Wednesday, April 23, 2008

No Jury Finding on Drug Weight Doesn't Undermine Guilty Verdict

US v. Reid: Reid and his co-defendants were charged with (among other things), conspiracy to distribute more than 50 grams of crack and murder. Reid acted as a sort of middle man, purchasing powder cocaine for conversion into crack as well as amounts of crack that were then sold to street-level dealers. After being arrested on state charges, Reid told co-defendants he thought he was set up by an informant, who was eventually murdered. Reid's role in the actual killing was to provide transportation and disposal of the murder weapon. At trial, Reid was convicted, but on the crack count the jury did not return a verdict indicated the specific amount of crack involved. He was sentenced to 240 months in prison on the conspiracy charge and life on the murder charge.

RAW RECORDS:
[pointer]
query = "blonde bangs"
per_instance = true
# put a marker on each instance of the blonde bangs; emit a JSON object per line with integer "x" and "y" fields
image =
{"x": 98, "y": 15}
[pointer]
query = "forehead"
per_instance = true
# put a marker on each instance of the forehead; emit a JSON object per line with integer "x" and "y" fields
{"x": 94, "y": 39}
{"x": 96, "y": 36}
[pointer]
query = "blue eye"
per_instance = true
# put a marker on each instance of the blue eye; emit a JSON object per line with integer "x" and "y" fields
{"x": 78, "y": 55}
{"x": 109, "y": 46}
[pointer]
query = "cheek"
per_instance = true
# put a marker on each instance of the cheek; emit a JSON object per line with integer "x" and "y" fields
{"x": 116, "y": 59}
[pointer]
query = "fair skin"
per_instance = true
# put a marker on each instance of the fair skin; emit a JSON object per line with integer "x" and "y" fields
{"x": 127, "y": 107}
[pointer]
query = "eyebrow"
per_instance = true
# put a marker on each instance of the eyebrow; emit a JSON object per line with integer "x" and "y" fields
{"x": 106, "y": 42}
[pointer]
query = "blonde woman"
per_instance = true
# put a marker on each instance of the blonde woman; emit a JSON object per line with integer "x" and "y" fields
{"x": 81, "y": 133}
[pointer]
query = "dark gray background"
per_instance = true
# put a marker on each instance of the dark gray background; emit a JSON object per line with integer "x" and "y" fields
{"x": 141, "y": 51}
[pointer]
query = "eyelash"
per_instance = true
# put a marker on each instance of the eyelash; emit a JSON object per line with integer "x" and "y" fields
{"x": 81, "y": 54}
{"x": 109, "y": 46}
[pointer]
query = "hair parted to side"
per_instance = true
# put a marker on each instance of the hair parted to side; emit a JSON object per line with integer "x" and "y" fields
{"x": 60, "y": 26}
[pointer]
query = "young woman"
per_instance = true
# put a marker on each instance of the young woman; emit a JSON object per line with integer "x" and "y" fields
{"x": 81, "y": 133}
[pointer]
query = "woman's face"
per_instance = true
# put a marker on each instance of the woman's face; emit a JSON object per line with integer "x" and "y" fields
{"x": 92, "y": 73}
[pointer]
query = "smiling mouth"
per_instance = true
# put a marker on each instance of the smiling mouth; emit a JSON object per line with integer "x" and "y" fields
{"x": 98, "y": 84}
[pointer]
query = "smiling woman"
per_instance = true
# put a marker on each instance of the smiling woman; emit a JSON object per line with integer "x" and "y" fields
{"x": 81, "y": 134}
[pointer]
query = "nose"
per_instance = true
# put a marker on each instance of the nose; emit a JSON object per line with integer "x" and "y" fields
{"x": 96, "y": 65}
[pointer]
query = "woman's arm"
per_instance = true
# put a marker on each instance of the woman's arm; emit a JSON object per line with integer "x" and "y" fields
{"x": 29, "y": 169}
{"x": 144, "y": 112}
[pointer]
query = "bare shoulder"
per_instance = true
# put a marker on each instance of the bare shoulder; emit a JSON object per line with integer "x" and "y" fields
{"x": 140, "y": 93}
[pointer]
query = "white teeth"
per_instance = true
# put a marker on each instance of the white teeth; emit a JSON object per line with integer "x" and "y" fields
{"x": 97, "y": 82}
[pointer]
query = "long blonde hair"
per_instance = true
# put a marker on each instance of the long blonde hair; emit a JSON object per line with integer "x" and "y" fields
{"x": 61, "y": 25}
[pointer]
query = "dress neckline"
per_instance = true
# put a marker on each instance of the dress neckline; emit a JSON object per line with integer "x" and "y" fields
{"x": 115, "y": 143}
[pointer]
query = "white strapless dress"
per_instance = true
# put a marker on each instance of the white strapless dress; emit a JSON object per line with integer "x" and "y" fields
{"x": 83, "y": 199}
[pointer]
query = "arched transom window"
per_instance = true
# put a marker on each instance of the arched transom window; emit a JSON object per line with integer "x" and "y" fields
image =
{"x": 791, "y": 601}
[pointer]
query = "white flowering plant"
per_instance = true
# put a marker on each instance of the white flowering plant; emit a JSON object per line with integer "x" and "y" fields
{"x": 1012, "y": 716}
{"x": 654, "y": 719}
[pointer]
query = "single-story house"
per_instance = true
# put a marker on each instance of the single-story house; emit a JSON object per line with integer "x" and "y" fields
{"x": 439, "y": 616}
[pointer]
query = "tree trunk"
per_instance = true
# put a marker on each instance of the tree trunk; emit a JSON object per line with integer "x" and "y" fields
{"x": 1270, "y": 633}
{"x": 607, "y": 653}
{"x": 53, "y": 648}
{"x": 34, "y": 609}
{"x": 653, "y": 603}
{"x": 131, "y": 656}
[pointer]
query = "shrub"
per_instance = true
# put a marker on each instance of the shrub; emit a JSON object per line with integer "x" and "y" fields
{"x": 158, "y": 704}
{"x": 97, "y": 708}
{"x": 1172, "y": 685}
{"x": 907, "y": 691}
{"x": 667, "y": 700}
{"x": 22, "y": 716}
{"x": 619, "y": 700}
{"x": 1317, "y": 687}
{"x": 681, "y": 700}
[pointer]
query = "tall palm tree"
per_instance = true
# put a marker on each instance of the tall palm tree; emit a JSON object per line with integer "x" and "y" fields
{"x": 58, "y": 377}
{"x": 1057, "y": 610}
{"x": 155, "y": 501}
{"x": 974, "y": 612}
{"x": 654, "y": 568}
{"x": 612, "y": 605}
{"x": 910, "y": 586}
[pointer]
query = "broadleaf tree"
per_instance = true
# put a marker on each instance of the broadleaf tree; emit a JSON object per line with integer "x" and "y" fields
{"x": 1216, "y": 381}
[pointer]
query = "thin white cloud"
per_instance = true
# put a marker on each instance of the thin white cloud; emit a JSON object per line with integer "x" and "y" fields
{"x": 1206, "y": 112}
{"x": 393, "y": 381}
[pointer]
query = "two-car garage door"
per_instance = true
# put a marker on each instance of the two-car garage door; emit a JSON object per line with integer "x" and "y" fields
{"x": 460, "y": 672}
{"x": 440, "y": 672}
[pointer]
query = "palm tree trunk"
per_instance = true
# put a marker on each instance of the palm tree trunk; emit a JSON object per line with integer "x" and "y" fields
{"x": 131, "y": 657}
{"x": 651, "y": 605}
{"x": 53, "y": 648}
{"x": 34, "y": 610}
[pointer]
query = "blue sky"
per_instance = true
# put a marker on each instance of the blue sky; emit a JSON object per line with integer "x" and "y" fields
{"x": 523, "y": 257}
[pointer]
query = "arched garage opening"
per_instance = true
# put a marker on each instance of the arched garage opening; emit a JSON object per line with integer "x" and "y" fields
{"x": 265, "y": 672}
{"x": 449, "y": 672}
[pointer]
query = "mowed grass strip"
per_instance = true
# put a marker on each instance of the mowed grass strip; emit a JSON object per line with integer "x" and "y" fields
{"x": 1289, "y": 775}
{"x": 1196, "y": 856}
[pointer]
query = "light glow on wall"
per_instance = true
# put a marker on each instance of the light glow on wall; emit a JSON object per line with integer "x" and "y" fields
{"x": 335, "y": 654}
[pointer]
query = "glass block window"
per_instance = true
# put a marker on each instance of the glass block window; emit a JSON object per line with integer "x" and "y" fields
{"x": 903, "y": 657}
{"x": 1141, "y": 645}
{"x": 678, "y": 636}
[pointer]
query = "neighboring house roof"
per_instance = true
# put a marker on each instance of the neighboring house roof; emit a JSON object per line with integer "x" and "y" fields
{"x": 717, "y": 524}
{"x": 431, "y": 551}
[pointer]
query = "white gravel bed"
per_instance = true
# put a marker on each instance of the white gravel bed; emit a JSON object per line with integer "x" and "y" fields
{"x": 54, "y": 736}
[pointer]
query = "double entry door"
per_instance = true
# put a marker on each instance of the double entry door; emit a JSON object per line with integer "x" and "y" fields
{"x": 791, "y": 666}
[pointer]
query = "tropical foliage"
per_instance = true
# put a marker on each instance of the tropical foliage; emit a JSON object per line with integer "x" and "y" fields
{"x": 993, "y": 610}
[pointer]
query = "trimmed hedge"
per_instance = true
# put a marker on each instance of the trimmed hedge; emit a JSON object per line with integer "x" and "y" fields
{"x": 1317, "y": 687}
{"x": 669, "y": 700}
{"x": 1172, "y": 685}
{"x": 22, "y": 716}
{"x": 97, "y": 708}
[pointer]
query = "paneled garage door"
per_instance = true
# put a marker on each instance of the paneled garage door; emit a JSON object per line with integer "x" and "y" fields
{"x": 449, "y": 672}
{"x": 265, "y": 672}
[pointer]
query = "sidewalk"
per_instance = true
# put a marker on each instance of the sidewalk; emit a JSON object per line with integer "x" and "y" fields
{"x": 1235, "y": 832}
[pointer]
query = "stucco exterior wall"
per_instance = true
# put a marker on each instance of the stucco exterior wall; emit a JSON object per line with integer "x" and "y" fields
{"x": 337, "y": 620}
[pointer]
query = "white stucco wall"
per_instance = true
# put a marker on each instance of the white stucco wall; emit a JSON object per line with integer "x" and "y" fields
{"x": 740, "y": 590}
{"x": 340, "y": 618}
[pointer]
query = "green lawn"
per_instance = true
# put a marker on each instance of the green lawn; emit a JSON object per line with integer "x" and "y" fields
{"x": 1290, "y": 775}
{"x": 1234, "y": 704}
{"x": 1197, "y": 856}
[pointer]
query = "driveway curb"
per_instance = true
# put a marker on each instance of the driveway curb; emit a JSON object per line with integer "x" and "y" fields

PARTS OF THE EXERCISE:
1. Translate into Spanish this sentence from the post on US v. Reid: "Reid's role in the actual killing was to provide transportation and disposal of the murder weapon."
2. According to the post on US v. Reid, what sentence did Reid receive on the murder charge?
3. Pick up the post on US v. Reid after its final sentence and write the next paragraph.

OUTPUTS:
1. El papel de Reid en el asesinato en sí fue proporcionar transporte y deshacerse del arma homicida.

2. He was sentenced to life.

3.
On appeal, Reid argued (via plain error) that the district court's instructions left the jury with three options: convict of conspiracy involving more than 50 grams of crack, convict of more than 5 but less than 50 grams of crack, or acquit. The Fourth Circuit agreed, in a strange way, holding that the district court did indeed err in its instructions to the jury, but only because it tied the crack amounts to a "guilty" verdict in the first place. As the Fourth explains:

in order to obtain a conviction on Count 1, the government was required to prove that (1) an agreement to possess cocaine with intent to distribute existed between two or more persons; (2) Reid knew of the conspiracy; and (3) Reid knowingly and voluntarily became a part of this conspiracy. In instructing the jury that a specific drug quantity was an element of conviction under § 841(a), the district court misstated the law and heightened the government’s burden of proof.

(citation omitted). So there was error and it was plain, but Reid could not show prejudice because the sentence he received on that count (240 months) was the maximum allowed for a conviction without regard to a specific amount of crack. The court also rejected Reid's sufficiency challenge to his convictions.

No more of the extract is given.